BEYOND TOUCH: THE POWER OF CONNECTION
Believe it or not, before covid I never really talked too much to my clients during sessions, unless it was relevant to the massage or their body in the moment. Over the course of the pandemic, I became much more comfortable with conversation on the table and have found it to be the missing piece in my practice. Some people do enjoy the silent massage, and when I catch that vibe I respect it. But over the last year, conversations with clients has been a powerful tool and quite welcome with more people that I had thought. Most of us were isolated and only able to process these big, life-altering events with a select group of people so the opportunity to chat was a relief for both myself and those I worked with. People are cool and it’s interesting getting to know them. Everyone has a story. I’ve learned that I can gather information about how their life affects what I feel in their body. I have also become more open to sharing bits about myself and my own life, which seems to set people at ease as they get to know a little more about who is handling their body. Trust goes both ways. After a session when the conversation is good, I, too, feel healed. My clients have really actually taught me a whole lot. I’m so happy for this shift in my practice and wish I would have ventured into conversation sooner.
For some of my clients, these sessions were literally the only human touch they were receiving during this time. These cases were especially poignant to me as I could feel both the weight of their loneliness and the level of appreciation just to be with another person. In these instances, I learned about the importance of genuine presence. During these sessions, the hands on aspect was important but what felt almost more healing was simply being there with and for another human. Working as a massage therapist through the pandemic, I learned that my practice involves more than just my hands, but my whole and true self. The more authenticity I bring to my practice, the more I connect with my clients and provide effective work.
========================
* CHECK YOUR UNDERSTANDING
1. Answer these questions about the piece on connection in massage practice:
(a) Before covid, when did the writer talk to clients during sessions?
(b) How does the writer feel after a session when the conversation is good?
(c) For some clients, what were these sessions during the pandemic?
2. Extend the piece on connection in massage practice with one more paragraph that picks up after its final sentence.

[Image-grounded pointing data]
========================
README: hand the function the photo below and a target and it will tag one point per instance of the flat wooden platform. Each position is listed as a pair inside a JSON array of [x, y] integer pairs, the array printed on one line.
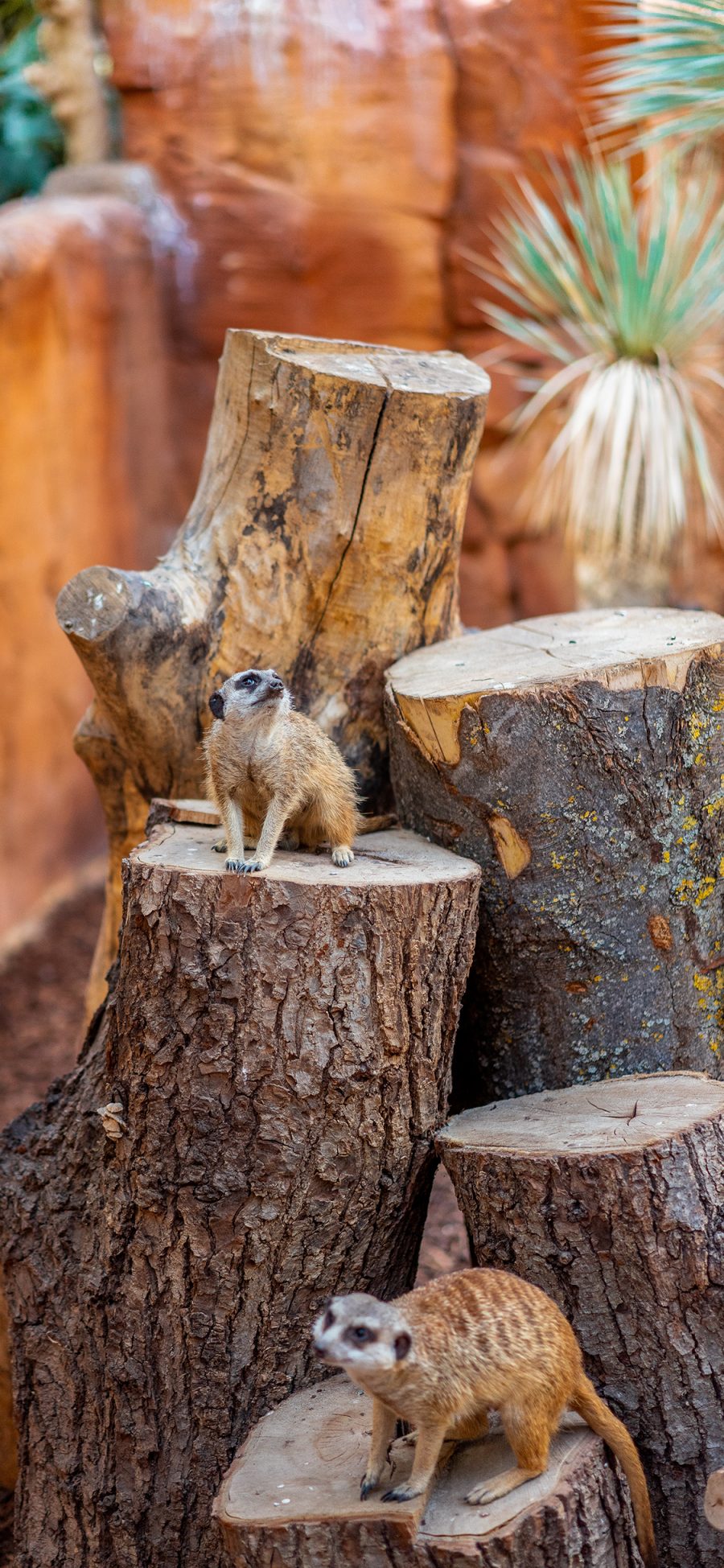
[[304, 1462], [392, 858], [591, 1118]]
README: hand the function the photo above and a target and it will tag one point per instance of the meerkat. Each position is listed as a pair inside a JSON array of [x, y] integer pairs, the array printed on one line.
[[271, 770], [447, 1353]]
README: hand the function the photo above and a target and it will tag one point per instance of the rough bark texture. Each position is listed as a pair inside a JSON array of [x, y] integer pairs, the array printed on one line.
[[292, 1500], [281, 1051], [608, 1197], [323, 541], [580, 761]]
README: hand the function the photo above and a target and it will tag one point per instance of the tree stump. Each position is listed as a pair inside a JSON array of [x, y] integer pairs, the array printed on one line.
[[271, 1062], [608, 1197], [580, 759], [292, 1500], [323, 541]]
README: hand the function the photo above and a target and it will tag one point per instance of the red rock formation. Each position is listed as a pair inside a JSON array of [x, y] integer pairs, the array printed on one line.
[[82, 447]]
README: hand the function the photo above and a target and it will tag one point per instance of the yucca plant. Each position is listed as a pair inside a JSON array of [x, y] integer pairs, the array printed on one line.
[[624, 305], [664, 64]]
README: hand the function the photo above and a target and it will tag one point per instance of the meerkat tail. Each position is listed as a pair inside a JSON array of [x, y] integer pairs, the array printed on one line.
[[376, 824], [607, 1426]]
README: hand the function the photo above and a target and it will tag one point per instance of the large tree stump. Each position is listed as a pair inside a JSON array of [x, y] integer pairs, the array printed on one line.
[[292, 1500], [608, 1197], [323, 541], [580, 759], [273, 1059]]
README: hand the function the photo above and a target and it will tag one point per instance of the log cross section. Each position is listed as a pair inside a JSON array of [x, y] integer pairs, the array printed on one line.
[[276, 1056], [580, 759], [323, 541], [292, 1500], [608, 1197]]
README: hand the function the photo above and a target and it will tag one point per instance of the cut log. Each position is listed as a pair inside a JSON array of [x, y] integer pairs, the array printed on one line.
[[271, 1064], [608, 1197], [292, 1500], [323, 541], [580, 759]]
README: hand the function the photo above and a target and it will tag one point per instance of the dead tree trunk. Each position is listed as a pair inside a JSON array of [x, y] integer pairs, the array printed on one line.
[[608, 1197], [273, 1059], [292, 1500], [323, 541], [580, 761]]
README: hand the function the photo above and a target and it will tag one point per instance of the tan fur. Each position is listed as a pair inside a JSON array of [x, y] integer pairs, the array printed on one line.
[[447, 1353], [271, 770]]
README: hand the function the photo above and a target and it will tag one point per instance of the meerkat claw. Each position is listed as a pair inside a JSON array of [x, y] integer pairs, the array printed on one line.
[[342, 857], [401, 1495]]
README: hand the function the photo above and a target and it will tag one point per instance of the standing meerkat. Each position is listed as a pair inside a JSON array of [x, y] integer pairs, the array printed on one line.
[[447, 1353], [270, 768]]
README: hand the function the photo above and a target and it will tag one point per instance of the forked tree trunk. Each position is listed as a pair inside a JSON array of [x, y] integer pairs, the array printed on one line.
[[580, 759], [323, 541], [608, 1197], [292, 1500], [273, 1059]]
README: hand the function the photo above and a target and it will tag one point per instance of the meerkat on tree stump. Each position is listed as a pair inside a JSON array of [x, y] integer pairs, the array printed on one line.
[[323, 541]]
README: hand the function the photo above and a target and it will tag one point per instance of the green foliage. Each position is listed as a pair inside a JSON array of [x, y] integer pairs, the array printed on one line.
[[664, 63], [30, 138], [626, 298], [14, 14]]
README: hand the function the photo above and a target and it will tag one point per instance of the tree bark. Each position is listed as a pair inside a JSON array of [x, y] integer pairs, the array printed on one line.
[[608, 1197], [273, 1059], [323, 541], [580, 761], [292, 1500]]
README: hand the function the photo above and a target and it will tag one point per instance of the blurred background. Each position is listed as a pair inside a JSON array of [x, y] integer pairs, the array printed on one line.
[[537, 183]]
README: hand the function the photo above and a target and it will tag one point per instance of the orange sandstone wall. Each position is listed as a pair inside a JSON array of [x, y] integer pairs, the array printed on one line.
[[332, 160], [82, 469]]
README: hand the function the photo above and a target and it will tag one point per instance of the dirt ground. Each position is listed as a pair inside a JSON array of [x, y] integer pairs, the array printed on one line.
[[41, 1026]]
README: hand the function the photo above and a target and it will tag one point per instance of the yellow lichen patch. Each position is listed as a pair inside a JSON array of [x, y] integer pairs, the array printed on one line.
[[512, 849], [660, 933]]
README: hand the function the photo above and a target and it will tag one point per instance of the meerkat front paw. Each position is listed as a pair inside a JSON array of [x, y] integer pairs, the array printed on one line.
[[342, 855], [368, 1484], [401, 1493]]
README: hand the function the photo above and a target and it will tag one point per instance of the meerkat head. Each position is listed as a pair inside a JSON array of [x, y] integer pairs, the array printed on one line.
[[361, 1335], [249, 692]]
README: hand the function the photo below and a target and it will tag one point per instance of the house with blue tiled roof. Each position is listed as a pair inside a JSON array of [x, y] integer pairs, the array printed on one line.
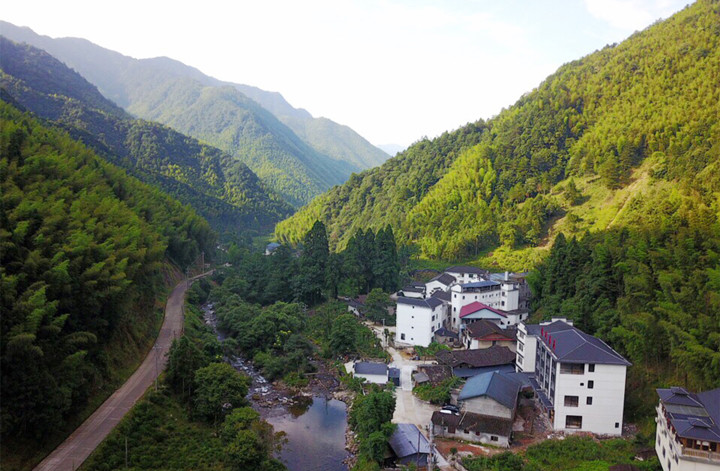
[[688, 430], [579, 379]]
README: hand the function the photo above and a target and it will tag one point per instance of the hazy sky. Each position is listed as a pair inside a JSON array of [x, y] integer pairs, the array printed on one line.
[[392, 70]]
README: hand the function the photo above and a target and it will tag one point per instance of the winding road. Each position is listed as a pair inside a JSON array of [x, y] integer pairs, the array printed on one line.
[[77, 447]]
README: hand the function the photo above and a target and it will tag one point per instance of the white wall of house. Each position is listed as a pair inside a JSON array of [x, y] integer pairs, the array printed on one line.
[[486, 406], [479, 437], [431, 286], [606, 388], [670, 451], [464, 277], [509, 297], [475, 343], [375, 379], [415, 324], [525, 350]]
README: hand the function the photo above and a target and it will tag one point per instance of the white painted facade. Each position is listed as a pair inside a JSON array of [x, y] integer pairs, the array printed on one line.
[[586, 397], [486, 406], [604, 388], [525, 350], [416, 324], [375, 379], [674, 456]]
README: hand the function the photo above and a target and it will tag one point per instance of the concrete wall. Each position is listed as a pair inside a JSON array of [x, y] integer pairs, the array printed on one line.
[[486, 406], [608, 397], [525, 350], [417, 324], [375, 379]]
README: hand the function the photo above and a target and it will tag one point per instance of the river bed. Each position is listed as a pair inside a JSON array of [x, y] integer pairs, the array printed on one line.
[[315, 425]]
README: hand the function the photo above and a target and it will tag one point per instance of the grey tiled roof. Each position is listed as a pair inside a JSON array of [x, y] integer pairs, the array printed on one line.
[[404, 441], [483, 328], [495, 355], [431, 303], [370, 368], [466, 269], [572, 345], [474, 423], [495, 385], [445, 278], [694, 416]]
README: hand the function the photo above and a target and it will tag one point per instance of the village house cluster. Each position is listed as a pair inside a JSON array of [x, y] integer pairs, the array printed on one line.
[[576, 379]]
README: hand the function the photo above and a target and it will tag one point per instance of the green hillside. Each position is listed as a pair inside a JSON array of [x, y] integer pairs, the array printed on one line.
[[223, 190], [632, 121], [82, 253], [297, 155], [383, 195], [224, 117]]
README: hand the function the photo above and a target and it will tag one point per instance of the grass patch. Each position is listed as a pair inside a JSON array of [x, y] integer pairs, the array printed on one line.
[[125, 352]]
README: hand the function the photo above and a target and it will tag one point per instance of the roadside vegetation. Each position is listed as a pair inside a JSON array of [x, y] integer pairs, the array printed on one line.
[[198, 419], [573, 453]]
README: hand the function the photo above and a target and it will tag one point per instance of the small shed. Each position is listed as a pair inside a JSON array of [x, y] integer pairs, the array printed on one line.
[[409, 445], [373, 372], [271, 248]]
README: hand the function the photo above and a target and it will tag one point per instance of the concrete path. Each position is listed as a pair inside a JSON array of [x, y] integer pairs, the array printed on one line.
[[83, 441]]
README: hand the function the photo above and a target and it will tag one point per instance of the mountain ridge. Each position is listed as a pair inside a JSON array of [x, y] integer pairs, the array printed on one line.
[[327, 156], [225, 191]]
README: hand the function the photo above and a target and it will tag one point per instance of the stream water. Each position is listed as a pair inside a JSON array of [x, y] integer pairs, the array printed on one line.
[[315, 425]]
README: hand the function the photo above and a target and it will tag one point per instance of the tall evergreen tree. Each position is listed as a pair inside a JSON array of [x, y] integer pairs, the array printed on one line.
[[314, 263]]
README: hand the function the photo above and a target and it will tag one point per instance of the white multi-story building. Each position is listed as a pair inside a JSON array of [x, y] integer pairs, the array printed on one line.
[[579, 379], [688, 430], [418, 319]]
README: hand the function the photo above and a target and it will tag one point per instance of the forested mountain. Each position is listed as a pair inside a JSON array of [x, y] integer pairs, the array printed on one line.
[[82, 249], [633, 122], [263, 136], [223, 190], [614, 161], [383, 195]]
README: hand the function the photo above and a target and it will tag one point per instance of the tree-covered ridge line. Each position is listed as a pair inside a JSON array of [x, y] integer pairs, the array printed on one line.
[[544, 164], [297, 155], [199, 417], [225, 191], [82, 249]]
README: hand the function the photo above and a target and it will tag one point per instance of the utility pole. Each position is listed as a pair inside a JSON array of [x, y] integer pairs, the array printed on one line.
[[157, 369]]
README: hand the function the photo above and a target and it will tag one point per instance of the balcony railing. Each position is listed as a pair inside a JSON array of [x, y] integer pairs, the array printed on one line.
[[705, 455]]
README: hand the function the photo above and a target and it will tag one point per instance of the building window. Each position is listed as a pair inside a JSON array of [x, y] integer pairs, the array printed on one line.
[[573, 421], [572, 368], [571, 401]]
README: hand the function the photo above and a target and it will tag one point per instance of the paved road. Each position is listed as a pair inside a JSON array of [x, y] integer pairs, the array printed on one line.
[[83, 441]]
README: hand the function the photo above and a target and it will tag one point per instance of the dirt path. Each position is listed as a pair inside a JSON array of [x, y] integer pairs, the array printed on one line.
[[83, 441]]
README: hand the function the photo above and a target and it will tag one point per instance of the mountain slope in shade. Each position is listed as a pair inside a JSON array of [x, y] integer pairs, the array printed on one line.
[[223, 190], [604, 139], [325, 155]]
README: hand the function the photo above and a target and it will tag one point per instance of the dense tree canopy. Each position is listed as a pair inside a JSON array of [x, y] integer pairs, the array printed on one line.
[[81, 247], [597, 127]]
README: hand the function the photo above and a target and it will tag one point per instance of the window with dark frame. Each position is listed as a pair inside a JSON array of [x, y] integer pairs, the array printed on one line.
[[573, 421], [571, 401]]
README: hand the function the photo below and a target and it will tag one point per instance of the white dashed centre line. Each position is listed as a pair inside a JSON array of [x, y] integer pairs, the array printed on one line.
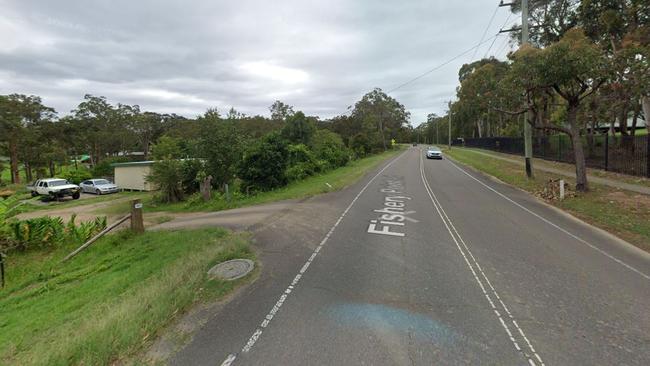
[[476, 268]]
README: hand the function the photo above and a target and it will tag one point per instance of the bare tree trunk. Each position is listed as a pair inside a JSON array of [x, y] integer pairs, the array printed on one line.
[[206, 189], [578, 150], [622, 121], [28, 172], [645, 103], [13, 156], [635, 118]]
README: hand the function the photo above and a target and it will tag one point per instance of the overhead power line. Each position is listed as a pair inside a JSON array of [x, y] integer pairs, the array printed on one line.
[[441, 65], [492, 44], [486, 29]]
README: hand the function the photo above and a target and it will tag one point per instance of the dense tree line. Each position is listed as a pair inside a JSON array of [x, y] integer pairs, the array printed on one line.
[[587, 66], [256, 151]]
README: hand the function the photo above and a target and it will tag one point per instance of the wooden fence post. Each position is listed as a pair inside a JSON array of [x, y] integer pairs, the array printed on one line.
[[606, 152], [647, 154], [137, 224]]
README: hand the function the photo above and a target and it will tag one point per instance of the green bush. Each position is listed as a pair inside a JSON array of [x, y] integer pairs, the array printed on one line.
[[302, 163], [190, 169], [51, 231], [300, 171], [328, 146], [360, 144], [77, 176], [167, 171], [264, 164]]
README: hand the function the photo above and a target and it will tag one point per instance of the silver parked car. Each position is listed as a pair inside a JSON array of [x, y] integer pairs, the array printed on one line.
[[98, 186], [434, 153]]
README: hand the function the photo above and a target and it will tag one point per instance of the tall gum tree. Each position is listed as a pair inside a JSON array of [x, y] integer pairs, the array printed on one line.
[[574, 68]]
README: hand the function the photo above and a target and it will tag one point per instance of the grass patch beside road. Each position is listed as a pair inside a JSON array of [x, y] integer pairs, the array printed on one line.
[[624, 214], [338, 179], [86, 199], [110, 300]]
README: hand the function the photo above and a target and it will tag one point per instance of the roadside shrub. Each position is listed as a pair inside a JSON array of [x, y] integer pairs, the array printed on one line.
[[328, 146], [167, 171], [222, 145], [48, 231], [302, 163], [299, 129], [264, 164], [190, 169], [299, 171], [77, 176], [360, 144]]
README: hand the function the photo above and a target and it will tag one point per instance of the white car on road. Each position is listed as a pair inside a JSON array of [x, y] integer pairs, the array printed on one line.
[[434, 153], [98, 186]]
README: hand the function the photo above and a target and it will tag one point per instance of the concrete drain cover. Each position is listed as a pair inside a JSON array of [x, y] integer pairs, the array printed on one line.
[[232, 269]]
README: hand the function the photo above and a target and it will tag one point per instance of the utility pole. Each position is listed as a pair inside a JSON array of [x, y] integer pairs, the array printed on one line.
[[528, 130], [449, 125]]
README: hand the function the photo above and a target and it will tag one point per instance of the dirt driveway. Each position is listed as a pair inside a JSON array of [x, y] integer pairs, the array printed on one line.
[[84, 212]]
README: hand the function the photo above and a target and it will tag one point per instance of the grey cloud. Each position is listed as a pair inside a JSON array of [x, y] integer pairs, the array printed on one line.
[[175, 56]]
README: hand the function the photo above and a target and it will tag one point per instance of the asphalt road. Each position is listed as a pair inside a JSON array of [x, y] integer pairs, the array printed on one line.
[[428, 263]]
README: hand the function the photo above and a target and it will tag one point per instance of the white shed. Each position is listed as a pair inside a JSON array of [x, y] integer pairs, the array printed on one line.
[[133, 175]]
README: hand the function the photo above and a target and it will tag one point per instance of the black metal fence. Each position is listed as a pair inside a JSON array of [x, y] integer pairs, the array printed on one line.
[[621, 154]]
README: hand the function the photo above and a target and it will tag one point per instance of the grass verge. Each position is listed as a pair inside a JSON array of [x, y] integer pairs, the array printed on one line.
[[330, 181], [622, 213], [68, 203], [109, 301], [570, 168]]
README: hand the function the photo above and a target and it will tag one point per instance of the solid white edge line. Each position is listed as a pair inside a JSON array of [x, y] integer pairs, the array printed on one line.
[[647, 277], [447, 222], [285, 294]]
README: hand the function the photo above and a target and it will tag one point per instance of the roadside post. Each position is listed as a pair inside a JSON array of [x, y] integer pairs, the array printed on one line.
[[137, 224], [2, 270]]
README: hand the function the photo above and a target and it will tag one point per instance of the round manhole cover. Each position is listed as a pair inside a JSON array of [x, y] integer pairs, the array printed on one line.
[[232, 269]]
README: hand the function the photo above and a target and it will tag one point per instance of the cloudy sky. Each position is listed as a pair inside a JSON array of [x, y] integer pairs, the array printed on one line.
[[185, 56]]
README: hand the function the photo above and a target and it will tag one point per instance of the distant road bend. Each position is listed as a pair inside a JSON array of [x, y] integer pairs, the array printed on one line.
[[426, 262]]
========================
* ANSWERS TO THE EXERCISE
1.
(a) Only when it was relevant to the massage or to their body in the moment.
(b) The writer, too, feels healed.
(c) Literally the only human touch they were receiving.

2.
Bodywork has a lot more to offer than stress relief too. Incredible changes can be made when someone really knows what they’re doing. Changes that can keep someone off the operating table, speed up their healing or generally keep the body functioning and healthy. Working through the pandemic, I’ve done lymphatic drainage on people recovering from surgeries, and on someone with chronic lymphedema, watching (and feeling!) the size of their leg shrink as lymph fluid went back into flow. I’ve done visceral work with a patient experiencing terrible abdominal pain, gotten manual laborers back into working shape and so many work-from-homers to move their neck again. I’ve supported the mental and physical health of emergency physicians, intensive care nurses, hospital chaplains, grocery store workers, zoomed-out teachers, amazon delivery drivers, overwhelmed parents and many more. Yes, there were safety risks involved but there was also a lot of important work to be done. Adherence to safety measures both at work and in my everyday life made this practice possible.